What is expected:
Set down all the entries again, word for word.

Data items:

○ ○ ○ ○

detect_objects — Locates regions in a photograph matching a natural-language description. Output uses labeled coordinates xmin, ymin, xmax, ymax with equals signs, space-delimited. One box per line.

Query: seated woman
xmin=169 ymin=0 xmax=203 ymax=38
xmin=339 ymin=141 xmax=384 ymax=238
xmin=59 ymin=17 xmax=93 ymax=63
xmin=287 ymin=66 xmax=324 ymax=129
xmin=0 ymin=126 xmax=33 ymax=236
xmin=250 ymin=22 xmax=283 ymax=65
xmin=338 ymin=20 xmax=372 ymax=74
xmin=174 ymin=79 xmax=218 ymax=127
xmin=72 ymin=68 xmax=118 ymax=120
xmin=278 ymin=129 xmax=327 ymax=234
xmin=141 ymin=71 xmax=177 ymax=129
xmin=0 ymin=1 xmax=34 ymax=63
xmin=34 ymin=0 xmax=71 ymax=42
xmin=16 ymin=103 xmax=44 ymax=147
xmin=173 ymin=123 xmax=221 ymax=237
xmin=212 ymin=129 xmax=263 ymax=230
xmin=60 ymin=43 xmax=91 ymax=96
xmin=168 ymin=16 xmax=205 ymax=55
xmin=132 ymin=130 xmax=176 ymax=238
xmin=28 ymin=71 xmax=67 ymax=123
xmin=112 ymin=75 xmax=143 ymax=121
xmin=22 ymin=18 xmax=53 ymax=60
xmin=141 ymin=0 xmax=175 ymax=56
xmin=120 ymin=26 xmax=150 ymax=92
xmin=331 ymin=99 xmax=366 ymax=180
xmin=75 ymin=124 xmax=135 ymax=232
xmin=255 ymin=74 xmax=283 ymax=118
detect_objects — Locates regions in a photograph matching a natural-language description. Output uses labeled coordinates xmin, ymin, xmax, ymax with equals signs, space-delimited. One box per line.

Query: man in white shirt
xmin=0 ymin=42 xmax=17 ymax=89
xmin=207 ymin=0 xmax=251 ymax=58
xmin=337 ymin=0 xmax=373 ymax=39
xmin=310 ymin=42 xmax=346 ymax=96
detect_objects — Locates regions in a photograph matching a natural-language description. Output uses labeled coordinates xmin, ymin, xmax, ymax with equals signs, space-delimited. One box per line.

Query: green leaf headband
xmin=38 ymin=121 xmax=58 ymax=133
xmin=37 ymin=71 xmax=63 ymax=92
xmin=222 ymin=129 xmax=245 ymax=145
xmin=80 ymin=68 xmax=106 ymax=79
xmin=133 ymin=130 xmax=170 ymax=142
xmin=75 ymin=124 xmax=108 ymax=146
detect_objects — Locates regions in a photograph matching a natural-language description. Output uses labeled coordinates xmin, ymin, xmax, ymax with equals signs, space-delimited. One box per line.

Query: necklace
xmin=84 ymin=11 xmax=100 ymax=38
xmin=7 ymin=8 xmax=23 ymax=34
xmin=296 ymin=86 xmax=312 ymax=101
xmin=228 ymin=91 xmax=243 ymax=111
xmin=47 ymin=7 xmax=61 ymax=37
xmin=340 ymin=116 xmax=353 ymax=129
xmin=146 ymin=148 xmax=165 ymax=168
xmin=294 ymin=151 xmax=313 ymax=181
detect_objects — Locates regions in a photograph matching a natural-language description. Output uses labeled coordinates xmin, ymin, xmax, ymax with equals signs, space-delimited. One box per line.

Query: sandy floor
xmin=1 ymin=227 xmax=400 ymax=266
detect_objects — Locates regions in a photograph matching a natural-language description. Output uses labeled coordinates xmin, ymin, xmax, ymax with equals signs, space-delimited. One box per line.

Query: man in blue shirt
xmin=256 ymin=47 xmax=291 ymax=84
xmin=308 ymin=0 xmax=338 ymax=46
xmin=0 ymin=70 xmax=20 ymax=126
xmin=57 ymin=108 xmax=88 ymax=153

○ ○ ○ ○

Result:
detect_objects — Locates regions in a photograph matching a natural-language description. Output uses labeled coordinates xmin, ymin, xmax, ymax with equals signs, space-delimited. One box per line.

Query: seated woman
xmin=169 ymin=0 xmax=203 ymax=38
xmin=339 ymin=141 xmax=384 ymax=238
xmin=59 ymin=17 xmax=93 ymax=63
xmin=287 ymin=66 xmax=324 ymax=129
xmin=0 ymin=126 xmax=33 ymax=236
xmin=250 ymin=22 xmax=283 ymax=65
xmin=338 ymin=20 xmax=372 ymax=74
xmin=174 ymin=79 xmax=218 ymax=127
xmin=72 ymin=68 xmax=118 ymax=120
xmin=278 ymin=129 xmax=327 ymax=234
xmin=141 ymin=71 xmax=177 ymax=129
xmin=0 ymin=1 xmax=34 ymax=63
xmin=34 ymin=0 xmax=71 ymax=42
xmin=16 ymin=103 xmax=44 ymax=147
xmin=173 ymin=123 xmax=221 ymax=237
xmin=212 ymin=129 xmax=263 ymax=230
xmin=60 ymin=43 xmax=91 ymax=96
xmin=168 ymin=16 xmax=205 ymax=55
xmin=132 ymin=130 xmax=176 ymax=238
xmin=28 ymin=71 xmax=67 ymax=123
xmin=112 ymin=75 xmax=143 ymax=121
xmin=22 ymin=18 xmax=53 ymax=60
xmin=141 ymin=0 xmax=175 ymax=56
xmin=120 ymin=26 xmax=150 ymax=92
xmin=331 ymin=99 xmax=366 ymax=180
xmin=75 ymin=124 xmax=135 ymax=232
xmin=255 ymin=74 xmax=283 ymax=118
detect_objects — Locates regions in a photograph matching a natural-language description. Output uses labeled coordinates xmin, ymin, xmax, ymax with equals signs, space-delimited. One box per line.

Query: man in white shirt
xmin=0 ymin=42 xmax=17 ymax=89
xmin=207 ymin=0 xmax=251 ymax=58
xmin=337 ymin=0 xmax=373 ymax=39
xmin=310 ymin=42 xmax=346 ymax=96
detect_objects — Locates regions in a photograph matching a natural-language description. Output uses labeled coordinates xmin, ymin, xmax, ymax with equals signs, space-delimited. One box per line.

Query: green leaf headband
xmin=38 ymin=121 xmax=58 ymax=133
xmin=37 ymin=71 xmax=63 ymax=92
xmin=222 ymin=129 xmax=245 ymax=145
xmin=80 ymin=68 xmax=106 ymax=79
xmin=133 ymin=130 xmax=170 ymax=142
xmin=75 ymin=124 xmax=108 ymax=146
detect_objects — Locates regions in a photograph matching a natural-language description. Output uses labeled coordinates xmin, ymin, xmax, ymax with equals signs, space-delimited. One box per line.

Query: necklace
xmin=84 ymin=11 xmax=100 ymax=38
xmin=7 ymin=8 xmax=23 ymax=34
xmin=296 ymin=86 xmax=312 ymax=101
xmin=228 ymin=91 xmax=243 ymax=111
xmin=47 ymin=7 xmax=61 ymax=37
xmin=340 ymin=116 xmax=353 ymax=129
xmin=146 ymin=148 xmax=165 ymax=168
xmin=294 ymin=151 xmax=313 ymax=181
detect_objects — Locates regions in a photograph matching a natural-language description. Output uses labeled coordinates xmin, ymin, xmax, ymax with equals signs, space-delimited. One box per line.

Query: sandy floor
xmin=1 ymin=227 xmax=400 ymax=266
detect_objects — Locates regions in a photograph matching a natural-language description. Output uses labeled coordinates xmin, ymin, xmax, ymax with equals signs, space-delimited. One box per line.

Query: man in blue shirt
xmin=256 ymin=47 xmax=291 ymax=84
xmin=308 ymin=0 xmax=338 ymax=46
xmin=0 ymin=70 xmax=20 ymax=126
xmin=57 ymin=108 xmax=88 ymax=153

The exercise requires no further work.